• _Set problem_
Pick out each line in the items below that contains the string "stabilizer" with exactly that capitalization, and copy those lines.

• _Material to process_
<<<<
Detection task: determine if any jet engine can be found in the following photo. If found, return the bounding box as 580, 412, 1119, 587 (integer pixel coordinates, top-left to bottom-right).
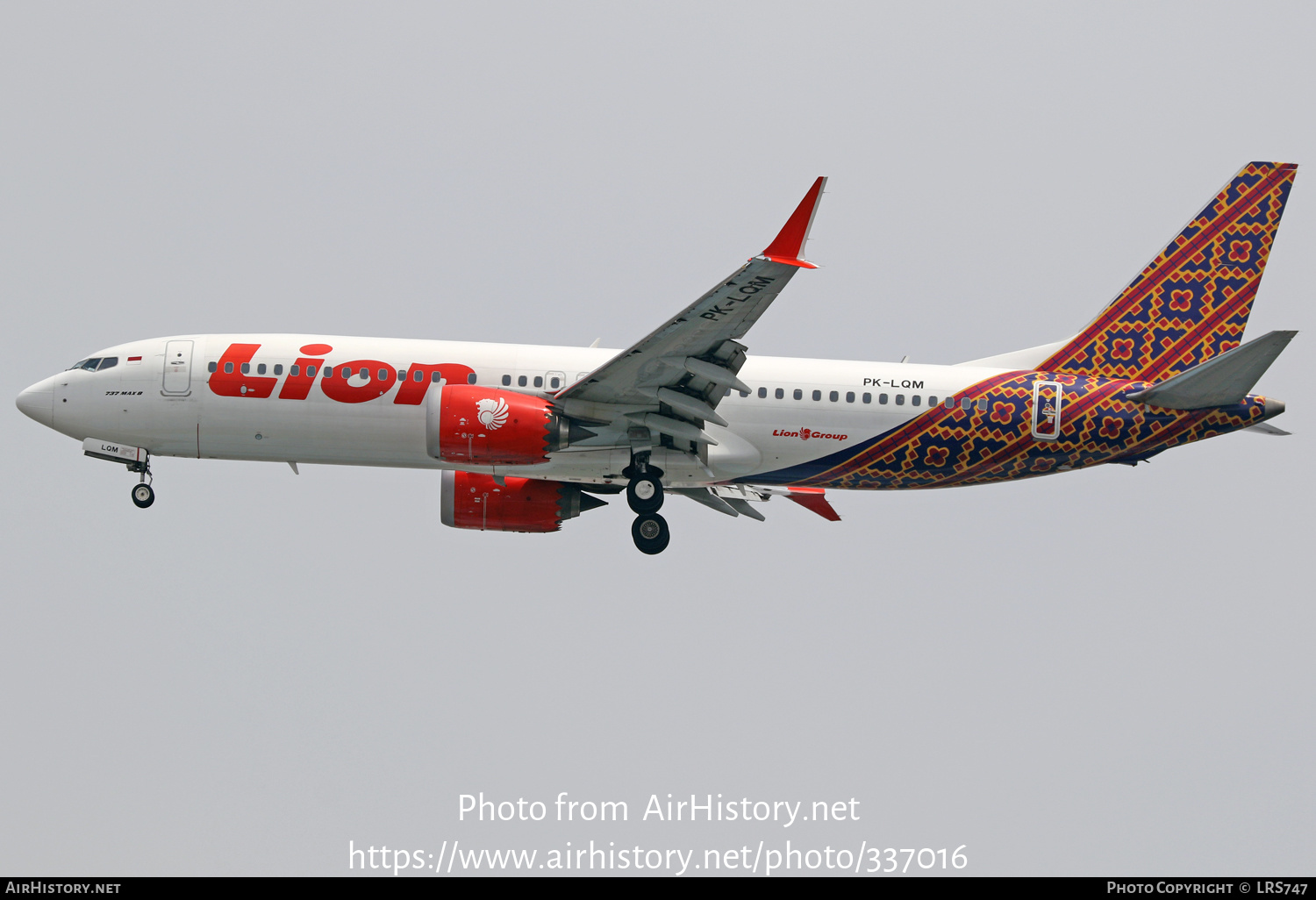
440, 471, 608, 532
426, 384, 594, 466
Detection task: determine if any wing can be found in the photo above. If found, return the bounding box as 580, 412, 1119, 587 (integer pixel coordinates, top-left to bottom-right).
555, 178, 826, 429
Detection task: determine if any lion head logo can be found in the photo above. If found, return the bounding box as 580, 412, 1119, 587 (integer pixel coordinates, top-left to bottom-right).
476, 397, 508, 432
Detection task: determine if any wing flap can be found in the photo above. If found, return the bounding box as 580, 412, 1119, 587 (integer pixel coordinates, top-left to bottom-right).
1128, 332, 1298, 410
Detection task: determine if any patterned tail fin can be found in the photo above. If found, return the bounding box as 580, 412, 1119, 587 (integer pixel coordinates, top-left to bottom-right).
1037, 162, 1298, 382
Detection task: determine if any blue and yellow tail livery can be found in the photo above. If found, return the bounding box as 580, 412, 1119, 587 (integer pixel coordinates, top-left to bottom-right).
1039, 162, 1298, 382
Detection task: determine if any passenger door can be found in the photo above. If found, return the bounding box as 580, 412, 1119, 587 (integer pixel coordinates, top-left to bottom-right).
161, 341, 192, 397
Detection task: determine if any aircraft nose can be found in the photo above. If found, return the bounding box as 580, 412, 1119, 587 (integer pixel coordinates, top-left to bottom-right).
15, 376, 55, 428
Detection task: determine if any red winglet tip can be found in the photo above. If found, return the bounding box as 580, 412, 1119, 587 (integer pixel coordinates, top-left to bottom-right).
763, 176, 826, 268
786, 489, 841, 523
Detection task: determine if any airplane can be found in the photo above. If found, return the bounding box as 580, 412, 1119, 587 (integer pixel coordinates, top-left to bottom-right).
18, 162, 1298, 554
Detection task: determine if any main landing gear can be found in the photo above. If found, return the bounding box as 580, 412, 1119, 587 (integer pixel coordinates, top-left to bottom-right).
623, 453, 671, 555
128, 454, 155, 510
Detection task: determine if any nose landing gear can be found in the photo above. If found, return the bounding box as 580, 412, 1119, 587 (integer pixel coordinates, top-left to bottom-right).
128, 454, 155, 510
>>>>
<<<<
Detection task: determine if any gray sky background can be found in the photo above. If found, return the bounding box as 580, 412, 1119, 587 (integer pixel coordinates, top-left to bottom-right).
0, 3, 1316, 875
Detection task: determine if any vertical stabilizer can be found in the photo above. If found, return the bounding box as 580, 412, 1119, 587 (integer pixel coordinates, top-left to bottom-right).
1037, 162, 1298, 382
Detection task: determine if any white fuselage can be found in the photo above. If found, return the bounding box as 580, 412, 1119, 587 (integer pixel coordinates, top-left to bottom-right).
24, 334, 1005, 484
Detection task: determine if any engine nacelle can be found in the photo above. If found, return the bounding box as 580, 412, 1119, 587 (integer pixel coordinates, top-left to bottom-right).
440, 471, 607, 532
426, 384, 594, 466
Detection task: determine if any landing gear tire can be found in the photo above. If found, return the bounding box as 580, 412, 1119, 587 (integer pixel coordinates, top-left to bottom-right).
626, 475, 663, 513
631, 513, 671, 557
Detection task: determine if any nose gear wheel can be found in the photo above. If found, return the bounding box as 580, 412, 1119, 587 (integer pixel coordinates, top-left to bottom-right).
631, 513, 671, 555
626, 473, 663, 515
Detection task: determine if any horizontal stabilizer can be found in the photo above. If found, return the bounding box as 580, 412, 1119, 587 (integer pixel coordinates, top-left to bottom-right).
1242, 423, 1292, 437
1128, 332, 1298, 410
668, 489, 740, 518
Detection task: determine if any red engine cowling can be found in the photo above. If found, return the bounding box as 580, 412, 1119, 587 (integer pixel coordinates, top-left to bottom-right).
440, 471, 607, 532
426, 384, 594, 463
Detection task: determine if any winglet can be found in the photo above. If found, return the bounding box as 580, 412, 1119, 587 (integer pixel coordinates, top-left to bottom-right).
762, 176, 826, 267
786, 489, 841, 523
>>>>
• _Problem solution_
Detection task: determine if any vertical stabilizer can be found in the photo above. If found, return the bounding box as 580, 412, 1119, 587 (integer pixel coordinates, top-left to bottom-right).
Detection task: determine if any horizontal stabilizer can be found in the photo above. If found, return the bounding box as 580, 412, 1119, 587 (integer pixel coordinates, top-left to bottom-right).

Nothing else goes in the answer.